_Challenge A_
In the listing below, rescale everything from the line containing "of the angelonia" down to the line containing "pixel 125 133", both lines included. Write out those lines again in full and nothing else, multiplying every pixel coordinate by 0.75 and rounding to whole numbers, with halves rounded up.

_Selected passage_
┄┄┄┄┄┄┄┄┄┄┄┄┄┄┄┄┄┄┄┄
PoliCon
03-16-2010, 10:40 PM
The Texas Board of Education voted last Friday to add conservative values and historical interpretations to the statewide social studies curriculum. As Don McLeroy, a dentist who leads the dominant Christian conservative faction on the state board, complained to The New York Times, "Textbooks are mostly the product of the liberal establishment." Not anymore in Texas, unless Friday's preliminary vote is overturned. The revised curriculum (which plays up the Christian faith of the Founding Fathers, the merits of Joe McCarthy's anti-Communist crusade and the enduring historical importance of Phyllis Schlafly) has not yet been enshrined in textbooks. But publishers will soon have to de-liberal their offerings to make social studies texts Texas friendly.
To help them along, here are two excerpts from an imaginary (but just you wait) high school American history textbook titled "God-Given Greatness: Fifty Stars, Thirteen Stripes, One Language and One Religion."
When Franklin Delano Roosevelt (1882-1945) took the oath of office on March 4, 1933, the national unemployment rate stood at 25 percent, in part because of the interventionist liberal economic policies of the Hoover administration. But even in the depths of the Depression, millions of Americans saw the cigarette-smoking, martini-drinking FDR as a beacon of hope, since he had pledged during his victorious 1932 campaign to balance the federal budget. As Roosevelt delivered his Inaugural Address on a cold, gray Saturday afternoon, the new president's signature phrase ("We have nothing to fear but fear itself") implied that he would restore economic confidence by following prudent policies to strengthen the free-market system that always has been, as we have learned, the source of American greatness.
Little known to most voters, though, Roosevelt and his closest economic advisers (Raymond Moley, Rexford Tugwell) had been influenced by the socialist-leaning doctrines of a controversial European economist named John Maynard Keynes (1883-1946). During his first months in office – known as the Hundred Days after the brief second French dictatorship of Napoleon Bonaparte (1769-1821) – Roosevelt enacted a dizzying series of policies designed to centralize economic power in the hands of Ivy League-educated bureaucrats in Washington.
┄┄┄┄┄┄┄┄┄┄┄┄┄┄┄┄┄┄┄┄
_Data section_

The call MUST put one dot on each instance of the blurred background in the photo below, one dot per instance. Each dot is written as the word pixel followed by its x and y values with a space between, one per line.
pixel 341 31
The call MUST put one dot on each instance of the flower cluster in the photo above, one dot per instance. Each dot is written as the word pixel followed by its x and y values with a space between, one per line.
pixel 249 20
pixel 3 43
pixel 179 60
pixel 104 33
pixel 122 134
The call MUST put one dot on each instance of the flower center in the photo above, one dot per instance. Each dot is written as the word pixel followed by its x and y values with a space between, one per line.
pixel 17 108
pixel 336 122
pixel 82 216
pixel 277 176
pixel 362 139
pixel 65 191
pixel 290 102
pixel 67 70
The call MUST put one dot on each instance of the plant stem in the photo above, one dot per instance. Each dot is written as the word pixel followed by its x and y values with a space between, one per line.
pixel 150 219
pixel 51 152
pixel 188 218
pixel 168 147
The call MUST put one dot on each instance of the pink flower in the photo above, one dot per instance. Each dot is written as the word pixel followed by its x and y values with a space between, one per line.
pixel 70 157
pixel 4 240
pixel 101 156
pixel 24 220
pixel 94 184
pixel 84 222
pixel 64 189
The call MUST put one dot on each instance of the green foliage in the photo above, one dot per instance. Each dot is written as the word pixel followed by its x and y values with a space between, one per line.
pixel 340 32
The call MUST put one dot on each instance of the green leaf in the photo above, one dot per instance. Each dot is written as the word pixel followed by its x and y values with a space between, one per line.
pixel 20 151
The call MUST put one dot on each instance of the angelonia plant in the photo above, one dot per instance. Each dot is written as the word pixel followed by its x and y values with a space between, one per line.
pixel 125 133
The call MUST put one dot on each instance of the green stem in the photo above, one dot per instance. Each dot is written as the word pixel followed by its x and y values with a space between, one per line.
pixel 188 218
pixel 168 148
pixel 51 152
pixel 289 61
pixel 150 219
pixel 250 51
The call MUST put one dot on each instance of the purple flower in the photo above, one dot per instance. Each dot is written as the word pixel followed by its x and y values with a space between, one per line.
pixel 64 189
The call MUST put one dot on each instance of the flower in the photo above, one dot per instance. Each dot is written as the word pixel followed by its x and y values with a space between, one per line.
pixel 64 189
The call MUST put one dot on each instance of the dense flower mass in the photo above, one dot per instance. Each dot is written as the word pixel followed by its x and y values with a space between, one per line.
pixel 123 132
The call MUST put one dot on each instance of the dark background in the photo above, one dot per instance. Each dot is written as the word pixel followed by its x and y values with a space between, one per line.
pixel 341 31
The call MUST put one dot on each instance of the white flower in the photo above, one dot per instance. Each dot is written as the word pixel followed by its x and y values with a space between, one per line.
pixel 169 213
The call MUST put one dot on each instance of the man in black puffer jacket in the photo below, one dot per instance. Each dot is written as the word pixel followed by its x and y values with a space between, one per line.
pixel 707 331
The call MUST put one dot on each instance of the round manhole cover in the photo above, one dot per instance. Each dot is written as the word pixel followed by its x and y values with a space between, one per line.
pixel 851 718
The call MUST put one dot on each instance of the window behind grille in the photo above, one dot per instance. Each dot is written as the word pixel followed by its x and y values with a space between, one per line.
┄┄┄┄┄┄┄┄┄┄┄┄┄┄┄┄┄┄┄┄
_Challenge B_
Pick up the selected passage on the Texas social studies curriculum after its final sentence and keep it going.

_Task result A_
The call MUST put one dot on each instance of the angelonia plant in the photo above, one dot per instance. Each dot is written as the word pixel followed by its x and y values with a space between, one per line.
pixel 94 100

_Task result B_
The first of these New Deal laws, the Emergency Banking Act, was approved in two days by a docile Democratic Congress (the vote in the Senate was 73-7) without reading the actual wording of the legislation. The Banking Act gave FDR and the Democrats unprecedented and potentially dangerous control over the national supply of credit and led to the abandonment of the Gold Standard later in 1933. Many economists, including Nobel Prize laureate Milton Friedman (1912-2006), now believe that FDR's risky decision to no longer support the American dollar with gold caused the suffering from double-digit unemployment to continue until World War II (1939-1945).
Study Questions:
1). When the FDR Memorial opened in 1997 near the Tidal Basin in Washington, successful protests by liberal activist groups led to the removal of Roosevelt's cigarette holder from his statue and also had his wife, Eleanor, depicted without her trademark fur coat. Explain other ways that liberal pressure groups distort history today.
2). Discuss, based on your own life experience, whether Ivy League-educated bureaucrats in Washington understand how real Americans live and the values they cherish.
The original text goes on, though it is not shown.